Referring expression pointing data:
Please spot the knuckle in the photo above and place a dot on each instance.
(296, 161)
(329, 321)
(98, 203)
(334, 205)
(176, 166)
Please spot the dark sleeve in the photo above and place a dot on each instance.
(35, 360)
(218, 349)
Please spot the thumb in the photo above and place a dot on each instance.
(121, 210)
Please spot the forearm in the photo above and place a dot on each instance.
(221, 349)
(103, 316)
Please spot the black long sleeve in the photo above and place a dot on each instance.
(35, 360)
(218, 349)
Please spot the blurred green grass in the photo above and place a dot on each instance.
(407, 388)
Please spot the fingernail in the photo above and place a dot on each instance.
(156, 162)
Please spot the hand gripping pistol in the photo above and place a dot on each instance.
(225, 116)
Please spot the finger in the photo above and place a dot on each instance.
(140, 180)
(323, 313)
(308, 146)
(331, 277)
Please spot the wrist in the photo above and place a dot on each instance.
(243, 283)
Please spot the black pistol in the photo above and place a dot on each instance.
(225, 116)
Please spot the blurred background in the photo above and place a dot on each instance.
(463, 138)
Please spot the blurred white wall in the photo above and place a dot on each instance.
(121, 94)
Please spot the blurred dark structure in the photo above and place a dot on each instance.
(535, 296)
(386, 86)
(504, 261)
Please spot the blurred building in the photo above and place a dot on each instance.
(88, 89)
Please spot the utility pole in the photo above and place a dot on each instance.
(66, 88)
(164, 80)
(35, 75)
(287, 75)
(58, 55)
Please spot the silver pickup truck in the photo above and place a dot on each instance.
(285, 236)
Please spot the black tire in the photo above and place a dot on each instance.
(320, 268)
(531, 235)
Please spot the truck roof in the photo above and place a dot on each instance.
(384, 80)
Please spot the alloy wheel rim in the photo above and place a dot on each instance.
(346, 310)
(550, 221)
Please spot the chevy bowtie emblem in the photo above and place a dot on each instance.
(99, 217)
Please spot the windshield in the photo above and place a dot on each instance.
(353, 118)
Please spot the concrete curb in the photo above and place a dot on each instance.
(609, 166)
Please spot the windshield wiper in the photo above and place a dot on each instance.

• [Exercise]:
Each entry above should be output again, precisely as given.

• [Solution to this exercise]:
Please spot the knuckle in the photo above and place a dot on each instance.
(296, 161)
(329, 321)
(98, 203)
(334, 205)
(176, 166)
Please spot the dark sleeve in the photo above and place a dot on each instance.
(35, 360)
(218, 349)
Please spot the thumb in the photo above and place a dot on each instance.
(121, 210)
Please spot the forearm in the photo above and place a dot on each instance.
(221, 349)
(103, 316)
Please spot the black long sleeve in the photo above and place a dot on each instance.
(35, 360)
(218, 349)
Please spot the blurred green grass in the photo above and place a dot on each instance.
(407, 388)
Please spot the fingernail in the photo above and place a dot on each instance.
(156, 162)
Please spot the hand gripping pistol in the photo above and place a dot on each instance.
(225, 116)
Please spot the finger in the photo above and place a dot on each instance.
(140, 180)
(323, 313)
(308, 146)
(331, 277)
Please spot the wrist in the photo above and place a dot on each instance.
(243, 283)
Please spot the black pistol in the photo above and place a dot on each instance.
(225, 116)
Please spot the blurred background in the photo above and place a dot on each instance.
(463, 138)
Please spot the blurred white wall in the photo above and place a dot on each instance.
(121, 94)
Please spot the blurred dark structure in the photo above and place a dot on each instance.
(535, 296)
(386, 86)
(504, 261)
Please spot the blurred building in the photo above and place a dot on each instance.
(88, 89)
Please spot the utility pole in the photo above and place a dot on each instance.
(66, 88)
(164, 80)
(35, 75)
(287, 75)
(58, 55)
Please spot the silver pickup truck in the photo above and place a dot on each instance.
(285, 236)
Please spot the black tire in the photo above and place a dot on each instance.
(320, 268)
(531, 235)
Please spot the truck roof in the photo above and place a dot on each instance.
(384, 80)
Please spot the alloy wheel rim in the photo above and place a dot on each instance.
(346, 310)
(550, 221)
Please spot the chevy bowtie emblem in the photo above and place a dot on each instance.
(99, 217)
Please spot the windshield in the photo above and place a dot on each instance.
(353, 118)
Please spot the concrete curb in the photo above and place a dot on each instance.
(609, 166)
Please spot the windshield wiper in the photo above and place a dot on each instance.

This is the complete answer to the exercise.